**Extracted records:**
* start *
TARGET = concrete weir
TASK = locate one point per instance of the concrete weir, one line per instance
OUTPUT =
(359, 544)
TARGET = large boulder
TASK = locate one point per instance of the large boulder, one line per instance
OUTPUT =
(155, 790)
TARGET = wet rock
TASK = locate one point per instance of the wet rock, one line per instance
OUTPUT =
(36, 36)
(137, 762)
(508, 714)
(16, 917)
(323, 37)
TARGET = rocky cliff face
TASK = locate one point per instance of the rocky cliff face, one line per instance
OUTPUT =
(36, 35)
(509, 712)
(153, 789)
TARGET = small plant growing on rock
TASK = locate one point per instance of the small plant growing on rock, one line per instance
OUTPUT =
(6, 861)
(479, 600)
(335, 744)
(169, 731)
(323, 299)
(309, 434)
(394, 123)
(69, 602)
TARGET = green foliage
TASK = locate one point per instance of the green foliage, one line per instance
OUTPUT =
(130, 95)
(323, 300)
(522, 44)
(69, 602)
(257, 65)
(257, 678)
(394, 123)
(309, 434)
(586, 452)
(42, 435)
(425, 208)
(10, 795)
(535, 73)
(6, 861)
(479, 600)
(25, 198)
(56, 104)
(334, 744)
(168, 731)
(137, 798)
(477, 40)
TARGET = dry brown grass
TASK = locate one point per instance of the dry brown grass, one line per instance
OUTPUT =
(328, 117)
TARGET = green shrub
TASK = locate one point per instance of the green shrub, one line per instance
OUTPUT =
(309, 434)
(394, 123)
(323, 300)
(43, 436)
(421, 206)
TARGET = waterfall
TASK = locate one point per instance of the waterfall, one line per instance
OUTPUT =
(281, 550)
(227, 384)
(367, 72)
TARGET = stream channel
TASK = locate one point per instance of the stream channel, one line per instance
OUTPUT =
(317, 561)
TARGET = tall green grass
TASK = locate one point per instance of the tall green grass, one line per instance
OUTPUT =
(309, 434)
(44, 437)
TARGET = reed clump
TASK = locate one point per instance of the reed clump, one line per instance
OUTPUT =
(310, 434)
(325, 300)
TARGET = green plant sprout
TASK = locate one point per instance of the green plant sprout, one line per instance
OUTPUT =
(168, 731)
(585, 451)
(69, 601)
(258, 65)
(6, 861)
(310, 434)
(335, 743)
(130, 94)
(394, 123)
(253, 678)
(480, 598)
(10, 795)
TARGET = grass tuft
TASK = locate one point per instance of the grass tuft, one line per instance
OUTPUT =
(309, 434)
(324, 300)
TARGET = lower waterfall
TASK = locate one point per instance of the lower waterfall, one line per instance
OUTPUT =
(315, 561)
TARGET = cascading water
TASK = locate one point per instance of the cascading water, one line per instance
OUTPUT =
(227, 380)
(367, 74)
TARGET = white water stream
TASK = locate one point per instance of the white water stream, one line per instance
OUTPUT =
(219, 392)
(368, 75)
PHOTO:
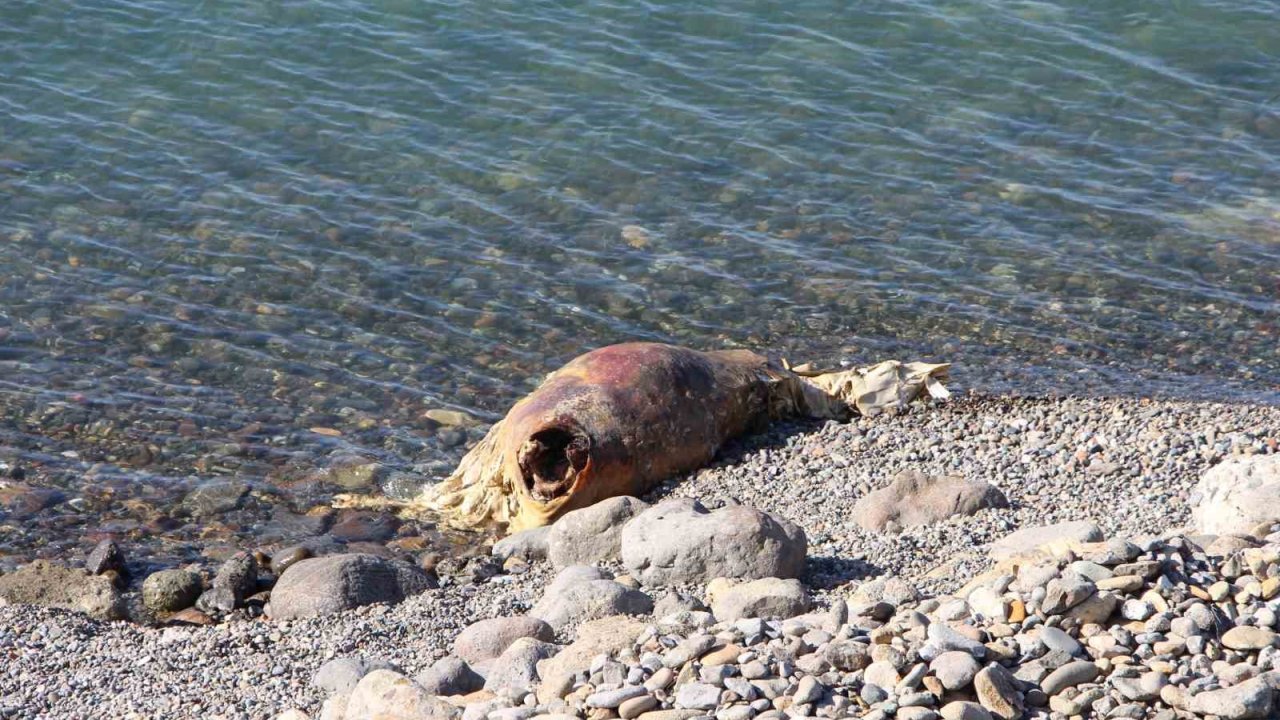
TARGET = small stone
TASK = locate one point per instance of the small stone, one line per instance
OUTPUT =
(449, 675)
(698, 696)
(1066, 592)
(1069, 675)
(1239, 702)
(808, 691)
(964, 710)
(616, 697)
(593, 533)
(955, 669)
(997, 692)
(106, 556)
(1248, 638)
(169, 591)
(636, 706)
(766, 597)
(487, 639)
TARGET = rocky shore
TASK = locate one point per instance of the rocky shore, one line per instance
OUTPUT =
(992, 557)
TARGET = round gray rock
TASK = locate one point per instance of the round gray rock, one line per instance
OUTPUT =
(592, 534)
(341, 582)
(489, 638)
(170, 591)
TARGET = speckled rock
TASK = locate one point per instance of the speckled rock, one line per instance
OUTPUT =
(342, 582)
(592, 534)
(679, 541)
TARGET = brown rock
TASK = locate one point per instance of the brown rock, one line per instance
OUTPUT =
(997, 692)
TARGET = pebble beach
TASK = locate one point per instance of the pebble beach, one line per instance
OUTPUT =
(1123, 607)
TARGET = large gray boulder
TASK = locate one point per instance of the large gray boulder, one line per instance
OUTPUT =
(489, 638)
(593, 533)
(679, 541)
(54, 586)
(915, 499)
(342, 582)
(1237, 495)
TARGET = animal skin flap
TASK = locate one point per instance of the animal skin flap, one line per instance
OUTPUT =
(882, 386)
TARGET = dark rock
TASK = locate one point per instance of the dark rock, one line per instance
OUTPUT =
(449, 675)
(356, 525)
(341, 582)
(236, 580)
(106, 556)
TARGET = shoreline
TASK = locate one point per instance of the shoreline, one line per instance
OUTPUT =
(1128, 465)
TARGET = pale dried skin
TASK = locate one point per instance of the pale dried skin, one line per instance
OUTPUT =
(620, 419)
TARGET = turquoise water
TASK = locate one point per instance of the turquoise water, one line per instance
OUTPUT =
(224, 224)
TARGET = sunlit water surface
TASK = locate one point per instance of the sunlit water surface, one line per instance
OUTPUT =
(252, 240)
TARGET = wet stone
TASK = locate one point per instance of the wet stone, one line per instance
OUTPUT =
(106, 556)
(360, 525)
* end *
Render the entries as a JSON list of strings, one string per line with blank lines left out, starting at the line containing "TARGET = shoreline" and ending with the last line of the entries.

[
  "TARGET = shoreline",
  "TASK = locate one point per instance of the shoreline, one line per instance",
  "OUTPUT =",
  "(1128, 465)",
  "TARGET = pale dried skin",
  "TASK = locate one point per instance of the pale dried skin, one line per instance",
  "OUTPUT =",
  "(620, 419)",
  "TARGET = turquoise water",
  "TASK = locate one point per instance of the turquoise water, one line per instance",
  "OUTPUT =",
  "(224, 224)",
  "TARGET = sunlit water surface",
  "TASK = locate one point per instance of the sunlit water surface, one line per instance",
  "OUTPUT =",
  "(252, 240)",
  "TARGET = wet stone",
  "TASK = locate one point per instance of the wet stone, one line per instance",
  "OUTPUT =",
  "(106, 556)",
  "(360, 525)"
]